• DO THIS:
Rewrite the lines starting at the one containing "Kindly give the mask of every instance of the brick" and ending at the one containing "M0 92L0 97L1", changing "garage" to "shed" and keeping everything else the same.

##### RAW RECORDS #####

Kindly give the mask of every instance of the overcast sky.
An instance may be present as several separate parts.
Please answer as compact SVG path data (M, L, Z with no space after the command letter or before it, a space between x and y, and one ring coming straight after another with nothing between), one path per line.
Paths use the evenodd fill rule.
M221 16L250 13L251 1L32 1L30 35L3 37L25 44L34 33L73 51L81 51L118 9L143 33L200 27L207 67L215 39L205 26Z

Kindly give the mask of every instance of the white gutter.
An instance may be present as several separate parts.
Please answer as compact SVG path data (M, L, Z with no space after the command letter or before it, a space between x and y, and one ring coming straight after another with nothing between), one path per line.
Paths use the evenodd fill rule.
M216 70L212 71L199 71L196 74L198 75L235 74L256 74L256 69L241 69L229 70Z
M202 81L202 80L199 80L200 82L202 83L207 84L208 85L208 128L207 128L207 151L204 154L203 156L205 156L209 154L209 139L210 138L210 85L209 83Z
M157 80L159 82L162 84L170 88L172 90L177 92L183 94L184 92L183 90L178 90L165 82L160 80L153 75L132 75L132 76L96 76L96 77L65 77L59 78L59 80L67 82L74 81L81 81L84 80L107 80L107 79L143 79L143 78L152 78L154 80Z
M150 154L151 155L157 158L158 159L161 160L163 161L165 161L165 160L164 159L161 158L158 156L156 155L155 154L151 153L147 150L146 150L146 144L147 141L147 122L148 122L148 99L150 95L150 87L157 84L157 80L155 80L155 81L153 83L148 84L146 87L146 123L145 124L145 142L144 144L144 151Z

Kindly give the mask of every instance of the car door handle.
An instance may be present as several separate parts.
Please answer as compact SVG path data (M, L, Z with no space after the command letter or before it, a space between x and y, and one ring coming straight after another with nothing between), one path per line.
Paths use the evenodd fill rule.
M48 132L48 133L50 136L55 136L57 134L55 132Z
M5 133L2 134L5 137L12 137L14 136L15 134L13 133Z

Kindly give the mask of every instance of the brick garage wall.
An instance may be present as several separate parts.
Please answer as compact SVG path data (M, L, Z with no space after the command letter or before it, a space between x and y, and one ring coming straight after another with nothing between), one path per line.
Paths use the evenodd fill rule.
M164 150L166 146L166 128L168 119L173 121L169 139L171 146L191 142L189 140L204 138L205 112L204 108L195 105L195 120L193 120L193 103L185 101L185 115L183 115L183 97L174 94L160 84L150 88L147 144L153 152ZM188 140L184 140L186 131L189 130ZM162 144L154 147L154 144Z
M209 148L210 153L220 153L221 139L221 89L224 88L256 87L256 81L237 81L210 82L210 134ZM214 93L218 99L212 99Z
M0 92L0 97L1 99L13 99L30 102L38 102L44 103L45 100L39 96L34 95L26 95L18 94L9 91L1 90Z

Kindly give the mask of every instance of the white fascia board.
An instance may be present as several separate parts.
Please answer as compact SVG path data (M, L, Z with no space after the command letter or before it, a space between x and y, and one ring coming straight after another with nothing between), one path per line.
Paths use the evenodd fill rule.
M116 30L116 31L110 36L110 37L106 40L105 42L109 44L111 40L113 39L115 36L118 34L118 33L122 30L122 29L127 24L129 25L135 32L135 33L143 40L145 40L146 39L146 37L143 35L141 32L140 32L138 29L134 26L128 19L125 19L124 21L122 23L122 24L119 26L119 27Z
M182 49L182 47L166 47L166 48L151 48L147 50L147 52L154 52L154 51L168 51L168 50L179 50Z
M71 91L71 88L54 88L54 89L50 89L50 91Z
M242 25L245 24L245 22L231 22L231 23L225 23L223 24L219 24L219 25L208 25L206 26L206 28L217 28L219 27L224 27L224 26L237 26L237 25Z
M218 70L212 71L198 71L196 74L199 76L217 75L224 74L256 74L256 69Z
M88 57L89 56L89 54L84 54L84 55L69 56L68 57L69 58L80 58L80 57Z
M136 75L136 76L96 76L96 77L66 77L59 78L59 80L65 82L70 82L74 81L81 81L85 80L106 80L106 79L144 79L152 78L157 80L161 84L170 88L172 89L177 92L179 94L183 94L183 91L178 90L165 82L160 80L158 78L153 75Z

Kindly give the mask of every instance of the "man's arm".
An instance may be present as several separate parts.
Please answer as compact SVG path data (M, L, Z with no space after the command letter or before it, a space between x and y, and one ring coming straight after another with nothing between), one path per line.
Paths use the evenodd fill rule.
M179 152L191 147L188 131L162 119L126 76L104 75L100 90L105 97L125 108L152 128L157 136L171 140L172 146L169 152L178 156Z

#####
##### RAW RECORDS #####

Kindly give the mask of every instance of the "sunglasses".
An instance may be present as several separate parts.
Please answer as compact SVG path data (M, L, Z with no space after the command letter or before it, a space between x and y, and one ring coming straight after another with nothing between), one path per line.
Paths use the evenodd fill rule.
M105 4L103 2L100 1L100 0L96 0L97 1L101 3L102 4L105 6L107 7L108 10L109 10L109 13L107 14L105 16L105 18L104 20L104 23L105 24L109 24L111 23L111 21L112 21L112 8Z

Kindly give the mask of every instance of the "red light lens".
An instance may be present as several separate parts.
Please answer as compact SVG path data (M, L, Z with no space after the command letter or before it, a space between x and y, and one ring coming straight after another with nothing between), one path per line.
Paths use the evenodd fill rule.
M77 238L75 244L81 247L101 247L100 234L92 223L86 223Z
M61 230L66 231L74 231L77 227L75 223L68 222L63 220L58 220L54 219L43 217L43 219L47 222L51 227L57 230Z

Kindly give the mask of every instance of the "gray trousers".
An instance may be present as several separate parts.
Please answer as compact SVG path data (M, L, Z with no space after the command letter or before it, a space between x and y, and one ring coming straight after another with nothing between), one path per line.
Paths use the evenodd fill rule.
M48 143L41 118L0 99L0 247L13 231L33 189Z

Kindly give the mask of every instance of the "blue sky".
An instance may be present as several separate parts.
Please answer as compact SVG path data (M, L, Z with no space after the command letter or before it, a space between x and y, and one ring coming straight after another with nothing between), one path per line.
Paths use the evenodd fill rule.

#####

• THE SOLUTION:
Kindly give the mask of every instance of the brick shed wall.
An instance may be present as several separate parts.
Please answer as compact SVG path data (M, L, Z with no space after the command letter or before it, a space between x and y, and one ring coming straight after another with nothing between), one path per line.
Paths use the evenodd fill rule.
M164 150L166 146L166 128L168 119L173 121L169 139L171 146L191 142L189 140L204 138L205 112L204 108L195 105L195 120L193 120L193 103L185 101L185 115L183 115L183 97L174 94L160 84L150 88L147 144L153 152ZM188 140L184 140L186 131L189 130ZM162 144L154 147L154 144Z
M209 148L210 153L220 153L221 139L221 89L224 88L256 87L256 81L237 81L210 82L210 134ZM214 93L218 99L212 99Z
M0 92L0 97L1 99L13 99L30 102L38 102L44 103L45 100L39 96L34 95L26 95L18 94L9 91L1 90Z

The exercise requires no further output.